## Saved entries
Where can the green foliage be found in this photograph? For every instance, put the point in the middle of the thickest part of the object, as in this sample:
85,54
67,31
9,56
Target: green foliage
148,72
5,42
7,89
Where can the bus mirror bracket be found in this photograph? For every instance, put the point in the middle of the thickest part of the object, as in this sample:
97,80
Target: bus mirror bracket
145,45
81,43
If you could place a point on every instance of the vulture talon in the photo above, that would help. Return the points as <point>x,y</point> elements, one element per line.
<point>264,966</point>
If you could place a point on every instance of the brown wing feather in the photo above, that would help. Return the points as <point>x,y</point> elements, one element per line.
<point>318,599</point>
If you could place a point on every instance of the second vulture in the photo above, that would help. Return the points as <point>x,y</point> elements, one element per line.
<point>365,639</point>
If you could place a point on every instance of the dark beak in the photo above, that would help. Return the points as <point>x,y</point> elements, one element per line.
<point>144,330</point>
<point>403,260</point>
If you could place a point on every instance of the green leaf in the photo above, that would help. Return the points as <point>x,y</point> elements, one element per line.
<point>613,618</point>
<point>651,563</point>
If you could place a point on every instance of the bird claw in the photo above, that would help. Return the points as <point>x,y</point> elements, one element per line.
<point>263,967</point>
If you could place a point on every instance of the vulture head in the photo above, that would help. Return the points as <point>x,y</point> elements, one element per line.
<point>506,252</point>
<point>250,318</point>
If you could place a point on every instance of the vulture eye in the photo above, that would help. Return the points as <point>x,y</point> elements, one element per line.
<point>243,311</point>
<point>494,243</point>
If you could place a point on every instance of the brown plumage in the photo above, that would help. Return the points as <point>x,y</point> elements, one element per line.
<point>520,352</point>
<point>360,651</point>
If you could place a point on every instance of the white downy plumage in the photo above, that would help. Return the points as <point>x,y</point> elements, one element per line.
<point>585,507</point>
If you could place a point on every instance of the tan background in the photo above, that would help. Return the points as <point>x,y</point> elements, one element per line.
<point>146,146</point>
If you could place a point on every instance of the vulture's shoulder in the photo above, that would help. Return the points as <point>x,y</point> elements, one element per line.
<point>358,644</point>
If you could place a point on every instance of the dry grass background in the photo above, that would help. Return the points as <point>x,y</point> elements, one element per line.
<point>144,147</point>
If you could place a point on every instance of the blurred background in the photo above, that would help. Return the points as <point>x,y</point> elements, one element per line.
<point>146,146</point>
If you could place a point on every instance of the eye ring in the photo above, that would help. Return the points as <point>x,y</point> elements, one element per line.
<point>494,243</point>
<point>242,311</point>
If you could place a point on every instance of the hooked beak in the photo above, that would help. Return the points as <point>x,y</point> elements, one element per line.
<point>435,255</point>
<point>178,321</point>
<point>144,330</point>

## Requirement
Print exactly the lines of the records from the one containing "the eye ring" through the end, and nothing besides them.

## Answer area
If you could place a point on every instance of the eye ring in the photo above, that would help. Return the points as <point>x,y</point> elements, one element per line.
<point>494,243</point>
<point>242,311</point>
If you could place a point on every instance of the hooked beak in the photo above, that would help. Return the points as <point>x,y</point> elements, one element per line.
<point>435,255</point>
<point>178,321</point>
<point>144,330</point>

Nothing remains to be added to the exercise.